→ **Stated goal**: Report how many lines below contain the string "belt". Give only the number.

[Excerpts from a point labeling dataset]

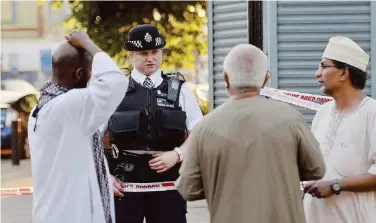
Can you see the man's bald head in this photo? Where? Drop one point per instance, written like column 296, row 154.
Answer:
column 71, row 66
column 245, row 66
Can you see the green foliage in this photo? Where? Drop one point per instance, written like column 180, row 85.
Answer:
column 108, row 22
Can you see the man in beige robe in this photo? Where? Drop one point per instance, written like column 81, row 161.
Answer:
column 248, row 156
column 346, row 131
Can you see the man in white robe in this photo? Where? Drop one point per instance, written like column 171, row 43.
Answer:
column 346, row 130
column 68, row 169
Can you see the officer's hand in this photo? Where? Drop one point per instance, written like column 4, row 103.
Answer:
column 164, row 161
column 78, row 38
column 117, row 186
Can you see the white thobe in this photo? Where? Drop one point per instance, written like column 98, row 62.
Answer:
column 348, row 144
column 64, row 178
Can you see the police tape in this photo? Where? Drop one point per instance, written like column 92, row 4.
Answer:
column 16, row 191
column 128, row 187
column 295, row 98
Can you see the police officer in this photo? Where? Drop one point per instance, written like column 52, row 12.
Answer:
column 146, row 131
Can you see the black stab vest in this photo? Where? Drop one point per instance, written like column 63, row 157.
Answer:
column 147, row 119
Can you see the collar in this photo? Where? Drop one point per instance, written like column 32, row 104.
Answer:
column 155, row 77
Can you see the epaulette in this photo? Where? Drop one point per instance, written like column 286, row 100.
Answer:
column 174, row 85
column 131, row 85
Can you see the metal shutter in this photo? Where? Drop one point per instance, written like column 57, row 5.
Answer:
column 303, row 30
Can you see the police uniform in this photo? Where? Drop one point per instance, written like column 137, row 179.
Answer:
column 154, row 116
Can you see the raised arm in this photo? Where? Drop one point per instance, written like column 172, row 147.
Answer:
column 94, row 105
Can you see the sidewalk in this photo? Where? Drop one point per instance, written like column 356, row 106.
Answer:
column 18, row 209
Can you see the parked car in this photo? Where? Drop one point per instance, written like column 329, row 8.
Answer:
column 18, row 97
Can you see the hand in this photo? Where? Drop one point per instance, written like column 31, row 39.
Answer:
column 322, row 189
column 78, row 38
column 117, row 186
column 164, row 161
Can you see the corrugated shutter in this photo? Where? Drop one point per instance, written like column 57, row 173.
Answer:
column 303, row 30
column 228, row 21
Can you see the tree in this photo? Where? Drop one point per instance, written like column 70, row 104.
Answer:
column 182, row 23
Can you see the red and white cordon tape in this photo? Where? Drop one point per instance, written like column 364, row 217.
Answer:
column 149, row 187
column 303, row 100
column 128, row 187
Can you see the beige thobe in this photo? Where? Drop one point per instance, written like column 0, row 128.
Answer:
column 348, row 144
column 247, row 158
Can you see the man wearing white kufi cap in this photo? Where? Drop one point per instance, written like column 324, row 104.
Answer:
column 346, row 130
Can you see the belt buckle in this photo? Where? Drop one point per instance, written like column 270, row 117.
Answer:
column 115, row 151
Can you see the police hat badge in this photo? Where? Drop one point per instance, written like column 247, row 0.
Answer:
column 144, row 37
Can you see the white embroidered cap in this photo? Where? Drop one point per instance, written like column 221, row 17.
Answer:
column 345, row 50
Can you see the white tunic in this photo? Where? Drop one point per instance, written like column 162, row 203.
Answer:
column 65, row 183
column 348, row 144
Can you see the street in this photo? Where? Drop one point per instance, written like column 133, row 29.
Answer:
column 17, row 209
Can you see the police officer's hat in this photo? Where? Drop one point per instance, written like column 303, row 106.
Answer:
column 144, row 37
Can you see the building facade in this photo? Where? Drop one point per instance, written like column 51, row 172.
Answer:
column 29, row 30
column 293, row 34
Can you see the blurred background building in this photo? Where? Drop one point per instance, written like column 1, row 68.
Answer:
column 29, row 30
column 293, row 34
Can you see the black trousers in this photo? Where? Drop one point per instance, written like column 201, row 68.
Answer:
column 155, row 207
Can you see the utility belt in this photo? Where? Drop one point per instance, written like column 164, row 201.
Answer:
column 114, row 152
column 131, row 167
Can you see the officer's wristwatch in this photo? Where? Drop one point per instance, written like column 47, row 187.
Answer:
column 336, row 187
column 180, row 153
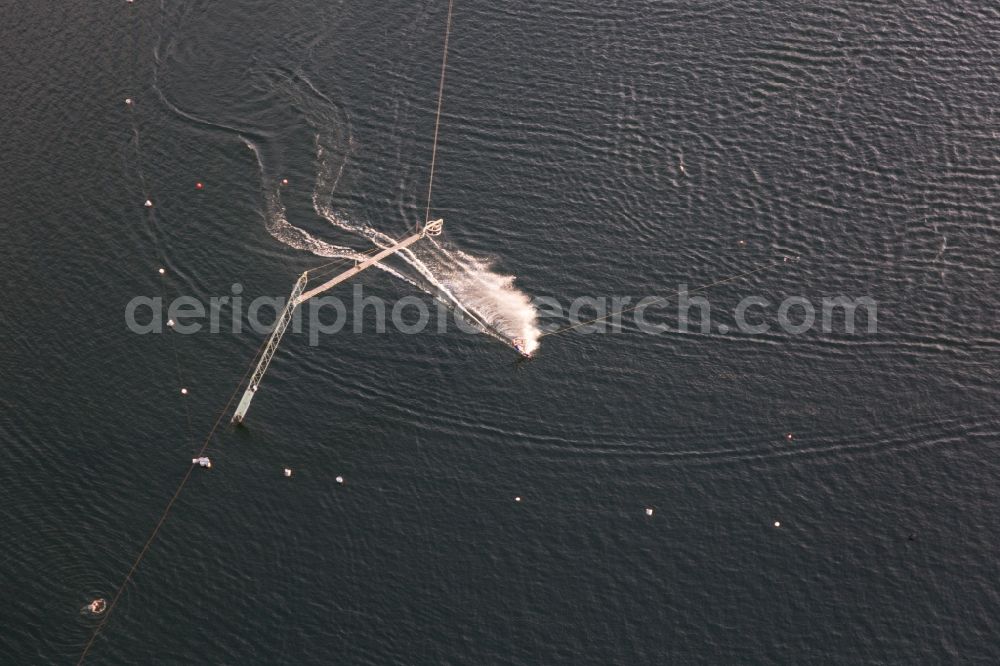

→ **Worked solution**: 2